• Exercise brief:
Please set out every line of the rows below as a Markdown table with the columns Number and Line, numbering the lines in order and omitting blank ones.

• Data supplied:
------------------------

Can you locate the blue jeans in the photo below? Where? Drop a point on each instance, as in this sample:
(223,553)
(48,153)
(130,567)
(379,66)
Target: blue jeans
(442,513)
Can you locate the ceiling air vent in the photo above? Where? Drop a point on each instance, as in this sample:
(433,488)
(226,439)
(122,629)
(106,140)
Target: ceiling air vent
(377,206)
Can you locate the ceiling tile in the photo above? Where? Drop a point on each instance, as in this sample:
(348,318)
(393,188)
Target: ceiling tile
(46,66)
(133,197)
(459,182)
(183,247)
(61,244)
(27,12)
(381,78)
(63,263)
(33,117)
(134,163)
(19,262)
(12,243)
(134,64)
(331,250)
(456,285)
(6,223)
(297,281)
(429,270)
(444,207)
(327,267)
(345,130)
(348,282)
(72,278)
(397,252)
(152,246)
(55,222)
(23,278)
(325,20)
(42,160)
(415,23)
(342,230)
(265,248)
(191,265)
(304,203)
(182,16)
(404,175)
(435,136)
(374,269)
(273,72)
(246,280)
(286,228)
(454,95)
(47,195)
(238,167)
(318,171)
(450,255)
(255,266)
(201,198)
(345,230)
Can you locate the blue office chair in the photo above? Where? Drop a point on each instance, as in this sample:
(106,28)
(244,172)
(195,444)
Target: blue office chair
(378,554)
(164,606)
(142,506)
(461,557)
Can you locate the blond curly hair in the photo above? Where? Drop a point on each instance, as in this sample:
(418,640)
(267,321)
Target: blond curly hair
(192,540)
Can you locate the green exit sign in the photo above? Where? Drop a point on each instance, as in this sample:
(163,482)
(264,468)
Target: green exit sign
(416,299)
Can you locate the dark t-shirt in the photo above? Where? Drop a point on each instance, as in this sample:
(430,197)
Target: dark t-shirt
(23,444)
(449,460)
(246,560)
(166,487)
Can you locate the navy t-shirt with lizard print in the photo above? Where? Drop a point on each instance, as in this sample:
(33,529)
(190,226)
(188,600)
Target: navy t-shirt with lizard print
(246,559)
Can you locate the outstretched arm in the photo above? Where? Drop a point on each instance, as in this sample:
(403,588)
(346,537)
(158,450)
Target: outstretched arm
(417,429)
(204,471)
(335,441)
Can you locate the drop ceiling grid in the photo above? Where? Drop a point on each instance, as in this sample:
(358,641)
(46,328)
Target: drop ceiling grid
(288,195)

------------------------

• Task response:
| Number | Line |
|---|---|
| 1 | Can you locate the blue jeans in the photo below? Where? Drop a point on each instance, as in this sample: |
| 2 | (223,553) |
| 3 | (48,153) |
| 4 | (130,567) |
| 5 | (379,66) |
| 6 | Target: blue jeans |
| 7 | (442,513) |
| 8 | Can you locate the ceiling air vent in the photo above? Where? Drop a point on each instance, as in this sample: |
| 9 | (433,488) |
| 10 | (226,439) |
| 11 | (122,629) |
| 12 | (106,140) |
| 13 | Target: ceiling air vent |
| 14 | (377,206) |
| 15 | Can you locate the ceiling tile in the photo above? Where? Drop a point on each instance, as in this sample: |
| 16 | (348,318) |
| 17 | (393,188) |
| 18 | Target: ceiling tile |
| 19 | (46,66) |
| 20 | (133,197) |
| 21 | (459,182) |
| 22 | (183,247) |
| 23 | (61,244) |
| 24 | (27,12) |
| 25 | (381,78) |
| 26 | (63,263) |
| 27 | (33,117) |
| 28 | (134,163) |
| 29 | (19,262) |
| 30 | (12,243) |
| 31 | (134,64) |
| 32 | (331,250) |
| 33 | (456,285) |
| 34 | (6,223) |
| 35 | (297,281) |
| 36 | (429,270) |
| 37 | (444,207) |
| 38 | (327,267) |
| 39 | (345,130) |
| 40 | (348,282) |
| 41 | (72,278) |
| 42 | (397,252) |
| 43 | (152,246) |
| 44 | (55,222) |
| 45 | (23,278) |
| 46 | (325,20) |
| 47 | (42,160) |
| 48 | (415,23) |
| 49 | (342,230) |
| 50 | (265,248) |
| 51 | (191,265) |
| 52 | (304,203) |
| 53 | (182,16) |
| 54 | (404,175) |
| 55 | (435,136) |
| 56 | (374,269) |
| 57 | (273,72) |
| 58 | (246,280) |
| 59 | (286,228) |
| 60 | (454,95) |
| 61 | (47,195) |
| 62 | (238,167) |
| 63 | (318,171) |
| 64 | (450,255) |
| 65 | (255,266) |
| 66 | (201,198) |
| 67 | (345,230) |
| 68 | Can you locate the blue office chair in the photo above? Where? Drop a point on each instance, as in this sample: |
| 69 | (106,28) |
| 70 | (244,172) |
| 71 | (195,444) |
| 72 | Target: blue office chair |
| 73 | (378,554) |
| 74 | (164,606) |
| 75 | (142,506) |
| 76 | (461,557) |
| 77 | Can you locate the blond curly hair in the photo above? Where? Drop a point on each instance, as in this sample: |
| 78 | (418,640) |
| 79 | (267,321) |
| 80 | Target: blond curly hair |
| 81 | (192,540) |
| 82 | Can you locate the green exit sign in the photo above? Where? Drop a point on each instance, as in this sample: |
| 83 | (163,482) |
| 84 | (264,468) |
| 85 | Target: green exit sign |
| 86 | (416,299) |
| 87 | Can you locate the dark t-shirt in the photo above? Where? Drop a point on each instance, as in this sample: |
| 88 | (430,197) |
| 89 | Target: dark t-shirt |
| 90 | (23,444) |
| 91 | (449,460) |
| 92 | (246,560) |
| 93 | (166,487) |
| 94 | Can you locate the navy t-shirt with lizard print in the photo above? Where? Drop a point on each instance, as in this sample: |
| 95 | (33,529) |
| 96 | (190,226) |
| 97 | (188,600) |
| 98 | Target: navy t-shirt with lizard print |
| 99 | (246,559) |
| 100 | Can you locate the outstretched arm in the photo above? Where? Drop a point on each instance, as in this sample: |
| 101 | (403,588) |
| 102 | (346,537) |
| 103 | (158,450) |
| 104 | Target: outstretched arm |
| 105 | (417,429) |
| 106 | (204,471) |
| 107 | (335,441) |
| 108 | Can you locate the drop ceiling grid in the photo above? Where? Drop a point on each instance, as in this sample: |
| 109 | (358,641) |
| 110 | (46,328) |
| 111 | Target: drop ceiling grid |
| 112 | (288,195) |